ENTRIES SUPPLIED:

=-=-=

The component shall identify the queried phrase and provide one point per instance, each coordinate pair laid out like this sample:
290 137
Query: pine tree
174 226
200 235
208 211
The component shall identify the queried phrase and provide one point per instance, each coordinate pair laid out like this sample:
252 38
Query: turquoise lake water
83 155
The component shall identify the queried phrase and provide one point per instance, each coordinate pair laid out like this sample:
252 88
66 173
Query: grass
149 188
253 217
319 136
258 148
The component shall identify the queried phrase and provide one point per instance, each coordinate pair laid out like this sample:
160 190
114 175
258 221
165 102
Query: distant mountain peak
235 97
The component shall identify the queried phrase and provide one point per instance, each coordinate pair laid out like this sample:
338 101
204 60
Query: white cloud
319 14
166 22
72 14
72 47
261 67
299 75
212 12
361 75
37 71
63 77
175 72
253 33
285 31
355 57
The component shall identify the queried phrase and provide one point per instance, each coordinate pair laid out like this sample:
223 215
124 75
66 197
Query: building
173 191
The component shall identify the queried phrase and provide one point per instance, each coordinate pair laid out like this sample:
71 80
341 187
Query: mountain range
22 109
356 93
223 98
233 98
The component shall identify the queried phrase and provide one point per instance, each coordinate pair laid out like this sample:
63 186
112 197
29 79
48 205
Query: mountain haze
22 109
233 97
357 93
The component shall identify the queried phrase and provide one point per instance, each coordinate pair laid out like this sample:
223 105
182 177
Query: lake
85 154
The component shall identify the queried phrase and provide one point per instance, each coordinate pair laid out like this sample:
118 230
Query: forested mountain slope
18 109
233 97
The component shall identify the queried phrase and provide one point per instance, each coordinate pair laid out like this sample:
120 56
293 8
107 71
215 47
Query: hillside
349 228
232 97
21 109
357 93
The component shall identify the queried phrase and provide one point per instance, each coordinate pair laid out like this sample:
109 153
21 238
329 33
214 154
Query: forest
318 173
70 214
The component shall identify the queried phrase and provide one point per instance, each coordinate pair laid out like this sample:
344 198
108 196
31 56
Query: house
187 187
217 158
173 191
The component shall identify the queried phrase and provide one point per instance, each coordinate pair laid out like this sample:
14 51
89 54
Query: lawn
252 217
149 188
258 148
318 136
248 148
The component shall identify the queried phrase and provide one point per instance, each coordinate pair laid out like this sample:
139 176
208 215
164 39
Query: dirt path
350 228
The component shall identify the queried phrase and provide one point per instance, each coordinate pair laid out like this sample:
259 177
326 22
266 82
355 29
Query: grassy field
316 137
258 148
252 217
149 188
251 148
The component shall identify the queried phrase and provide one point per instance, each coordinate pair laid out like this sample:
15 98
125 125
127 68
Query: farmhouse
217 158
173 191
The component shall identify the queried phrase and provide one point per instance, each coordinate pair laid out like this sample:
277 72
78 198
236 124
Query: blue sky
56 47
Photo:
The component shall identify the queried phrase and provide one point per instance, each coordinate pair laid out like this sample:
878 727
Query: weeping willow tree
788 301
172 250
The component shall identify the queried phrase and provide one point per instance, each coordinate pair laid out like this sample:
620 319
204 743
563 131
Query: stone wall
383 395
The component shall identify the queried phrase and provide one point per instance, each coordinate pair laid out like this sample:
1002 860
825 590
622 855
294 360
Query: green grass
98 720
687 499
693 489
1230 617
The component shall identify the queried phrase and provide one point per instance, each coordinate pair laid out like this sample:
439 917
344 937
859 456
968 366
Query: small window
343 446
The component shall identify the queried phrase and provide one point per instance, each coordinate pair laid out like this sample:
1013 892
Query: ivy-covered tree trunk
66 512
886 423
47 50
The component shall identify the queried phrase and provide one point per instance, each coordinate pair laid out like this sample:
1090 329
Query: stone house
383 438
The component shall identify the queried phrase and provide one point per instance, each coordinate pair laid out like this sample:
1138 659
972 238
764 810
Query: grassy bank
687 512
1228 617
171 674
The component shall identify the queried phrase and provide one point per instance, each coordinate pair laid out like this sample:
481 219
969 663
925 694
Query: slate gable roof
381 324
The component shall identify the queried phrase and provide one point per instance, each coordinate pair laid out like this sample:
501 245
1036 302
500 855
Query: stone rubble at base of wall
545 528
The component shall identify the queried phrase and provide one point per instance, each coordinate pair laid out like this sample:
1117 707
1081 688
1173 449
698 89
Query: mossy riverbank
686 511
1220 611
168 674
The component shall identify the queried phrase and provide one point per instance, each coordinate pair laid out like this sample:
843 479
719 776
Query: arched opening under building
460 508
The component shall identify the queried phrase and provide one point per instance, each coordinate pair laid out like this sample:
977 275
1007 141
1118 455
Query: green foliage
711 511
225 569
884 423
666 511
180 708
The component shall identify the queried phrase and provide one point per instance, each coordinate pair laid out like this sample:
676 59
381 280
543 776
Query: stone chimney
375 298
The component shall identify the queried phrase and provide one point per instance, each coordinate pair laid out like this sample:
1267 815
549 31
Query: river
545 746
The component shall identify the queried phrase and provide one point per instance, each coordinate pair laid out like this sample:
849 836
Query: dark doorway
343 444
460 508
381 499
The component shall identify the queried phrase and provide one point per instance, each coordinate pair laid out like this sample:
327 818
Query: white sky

=-=-=

TASK BRIEF: Please quote every record above exactly as it appears.

RESPONSE TO THIS TASK:
The component shall identify the queried phrase and provide one point per instance, each coordinate pair laid out like this sample:
290 137
Query: pine tree
174 226
200 235
208 211
The component shall identify the queried phrase and provide one point per instance, each coordinate pair laid out like this sample:
252 38
Query: turquoise lake water
83 155
The component shall identify the queried phrase and provide one point per instance, each coordinate pair laid out like this sample:
252 88
66 173
Query: grass
149 188
253 217
319 136
258 148
The component shall identify the queried phrase and provide one point per instance, each coordinate pair laid out like this sample:
160 190
114 175
258 221
165 102
Query: distant mountain peak
235 97
The component shall identify the queried phrase and provide one point per instance, each coordinate pair laid out like this sample:
338 101
204 60
Query: white cloud
319 14
166 22
72 14
72 47
261 67
299 75
212 12
361 75
37 71
63 77
175 72
253 33
285 31
355 57
The component shall identify the queried phrase and provide one point per instance, each coordinate pair laid out like this sample:
223 215
124 75
66 197
Query: building
173 191
The component shall identify the queried phrase and provide one point per instance, each coordinate pair laid out like this sample:
71 80
341 187
Query: mountain range
22 109
356 93
223 98
233 98
The component shall identify the queried phrase and provide one point per instance, each coordinate pair laid out like this sample:
63 186
112 197
29 79
48 205
Query: mountain haze
22 109
233 97
357 93
The component shall identify the queried phrase and provide one point per instance, each coordinate pair laid out like this sample:
223 105
182 177
Query: lake
85 154
The component shall identify the queried phrase and provide one point per instance, each coordinate pair laid out like this sample:
118 230
Query: forested mountain slope
18 109
233 97
The component shall identify the queried phrase and provide one point per instance, each coordinate pair laid out like this sample:
120 56
293 8
107 71
215 47
Query: hillside
349 228
232 97
21 109
357 93
The component shall identify the queried phrase and provide one point per instance, each coordinate pair laid out like this sample:
109 153
21 238
329 33
214 154
Query: forest
318 173
70 214
The component shall identify the queried phrase and provide one point per instance, each coordinate pair laid out like this sample:
344 198
108 196
31 56
Query: house
187 187
217 158
173 191
The component shall identify the queried phrase and provide one point per instance, each coordinate pair laid out like this sample:
14 51
89 54
Query: lawn
252 217
149 188
258 148
318 136
248 148
The component shall identify the queried phrase and provide one point per instance, each coordinate pair laid out like this sample:
139 176
208 215
164 39
Query: dirt path
350 228
The component shall identify the queried phrase and provide one point per instance, each coordinate pair laid out like this sample:
259 177
326 22
266 82
355 29
Query: grassy field
316 137
258 148
252 217
149 188
251 148
The component shall identify the queried phrase and provide one point per instance, each coordinate pair laid out like this sample:
15 98
125 125
127 68
Query: farmhouse
217 158
173 191
The component shall identify the queried phrase and provide one point per instance, each coordinate pair laid out like this sample:
277 72
78 198
236 124
Query: blue sky
56 47
Photo:
The component shall identify the queried phrase and provide one point per instance, each coordinate pair laid out like this sample:
878 727
Query: weeping willow tree
788 301
172 250
The component shall identify the queried phrase and provide one point per instance, each coordinate pair laid out like this sample:
620 319
204 743
563 131
Query: stone wall
383 395
The component shall identify the queried phrase and provide one point per instance, each coordinate pair laid out like this sample:
1002 860
825 590
622 855
294 360
Query: green grass
98 720
687 499
693 489
1230 617
The component shall identify the queried phrase and provide one point per instance, each coordinate pair laid out like this sample:
439 917
344 937
859 456
968 366
Query: small window
343 446
The component shall identify the queried phrase and provide one point per instance, each coordinate pair laid out like this sample:
1013 892
Query: ivy-covered tree trunk
66 512
886 423
47 50
The component shall identify the queried phrase and provide one point per instance, each coordinate pair laid out like this sample:
1090 329
Query: stone house
383 438
The component shall identify the queried phrase and provide one point per instance, each coordinate pair laid out like this sample:
1138 659
972 238
764 810
Query: grassy bank
687 512
1228 617
171 674
The component shall identify the queried phrase and provide one point per instance, each coordinate pair laid out like this sample:
481 219
969 663
925 694
Query: slate gable roof
381 324
The component shall identify the queried phrase and provide one point per instance, each coordinate pair laid out like this sample:
501 245
1036 302
500 855
Query: stone rubble at base of wall
545 528
The component shall identify the queried phrase and provide one point per instance, each coordinate pair laid out like this sample:
1117 707
1081 688
1173 449
698 89
Query: mossy riverbank
686 511
1220 611
168 674
The component shall identify the queried phrase and provide one point per instance, each coordinate pair laid out like this sample:
843 479
719 776
Query: arched opening under building
460 508
The component shall identify the queried phrase and provide one point per instance, each coordinate pair laid out like this sample:
977 275
1007 141
1118 455
Query: green foliage
711 511
225 569
884 423
666 511
180 708
The component shall identify the queried phrase and provide one point per instance, each coordinate pair laid out like this sample:
676 59
381 280
543 776
Query: stone chimney
375 298
The component shall identify the queried phrase and provide one point per instance, each coordinate pair laid out like this sample:
1267 815
549 31
Query: river
545 746
The component shall identify the queried phrase and provide one point per instance, each coordinate pair laid out like this sample:
849 836
Query: dark doorway
343 444
460 508
381 499
The component shall identify the queried phrase and provide one point per instance, each coordinate pair laid out like this sample:
327 818
Query: white sky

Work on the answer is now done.